**DESCRIPTION OF THE TASK:**
Show every line of the items below that contains the word "white".

**DATA SHOWN:**
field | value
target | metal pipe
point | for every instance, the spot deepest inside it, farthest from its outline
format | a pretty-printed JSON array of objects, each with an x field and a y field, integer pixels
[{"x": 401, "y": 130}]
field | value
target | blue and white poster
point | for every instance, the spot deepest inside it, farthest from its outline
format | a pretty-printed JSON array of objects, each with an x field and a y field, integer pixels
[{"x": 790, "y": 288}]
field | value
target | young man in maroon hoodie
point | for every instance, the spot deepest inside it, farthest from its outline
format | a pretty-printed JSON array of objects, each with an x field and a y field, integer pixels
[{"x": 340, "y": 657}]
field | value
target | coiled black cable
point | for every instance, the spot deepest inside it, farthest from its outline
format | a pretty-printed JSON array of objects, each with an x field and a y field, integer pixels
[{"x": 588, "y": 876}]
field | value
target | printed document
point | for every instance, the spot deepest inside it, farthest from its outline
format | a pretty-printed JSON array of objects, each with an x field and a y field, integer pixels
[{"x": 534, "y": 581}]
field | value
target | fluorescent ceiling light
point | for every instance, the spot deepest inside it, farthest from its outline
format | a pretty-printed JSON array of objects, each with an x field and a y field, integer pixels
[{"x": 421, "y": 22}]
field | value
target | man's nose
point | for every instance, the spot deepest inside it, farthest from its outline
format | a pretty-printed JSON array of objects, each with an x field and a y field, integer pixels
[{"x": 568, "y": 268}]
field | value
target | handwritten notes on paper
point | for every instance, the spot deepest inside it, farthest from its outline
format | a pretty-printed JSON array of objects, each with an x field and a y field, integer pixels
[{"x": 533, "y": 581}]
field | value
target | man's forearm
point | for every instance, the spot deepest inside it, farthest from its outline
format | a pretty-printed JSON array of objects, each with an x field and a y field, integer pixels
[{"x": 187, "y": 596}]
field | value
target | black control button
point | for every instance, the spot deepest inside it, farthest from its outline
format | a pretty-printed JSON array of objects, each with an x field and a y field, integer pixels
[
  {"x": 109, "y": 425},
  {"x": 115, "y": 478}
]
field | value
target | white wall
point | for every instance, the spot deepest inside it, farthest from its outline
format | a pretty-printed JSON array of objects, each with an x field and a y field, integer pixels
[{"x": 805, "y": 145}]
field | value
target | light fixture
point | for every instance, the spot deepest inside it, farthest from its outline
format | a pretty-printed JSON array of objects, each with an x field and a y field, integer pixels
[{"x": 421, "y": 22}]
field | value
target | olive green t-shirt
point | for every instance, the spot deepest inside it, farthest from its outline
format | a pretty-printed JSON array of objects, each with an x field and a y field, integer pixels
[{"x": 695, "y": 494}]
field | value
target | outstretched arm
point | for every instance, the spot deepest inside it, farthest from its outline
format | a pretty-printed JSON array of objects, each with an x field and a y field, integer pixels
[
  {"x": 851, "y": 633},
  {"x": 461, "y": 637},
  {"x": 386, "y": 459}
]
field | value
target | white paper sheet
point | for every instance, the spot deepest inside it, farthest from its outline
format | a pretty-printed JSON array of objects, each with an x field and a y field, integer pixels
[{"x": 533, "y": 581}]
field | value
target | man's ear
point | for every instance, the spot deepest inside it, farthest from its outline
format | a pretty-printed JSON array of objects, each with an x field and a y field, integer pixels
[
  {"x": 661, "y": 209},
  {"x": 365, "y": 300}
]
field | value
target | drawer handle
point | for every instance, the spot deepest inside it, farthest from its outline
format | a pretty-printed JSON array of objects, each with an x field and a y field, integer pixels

**SOLUTION:**
target | blue and white poster
target | white wall
target | white paper sheet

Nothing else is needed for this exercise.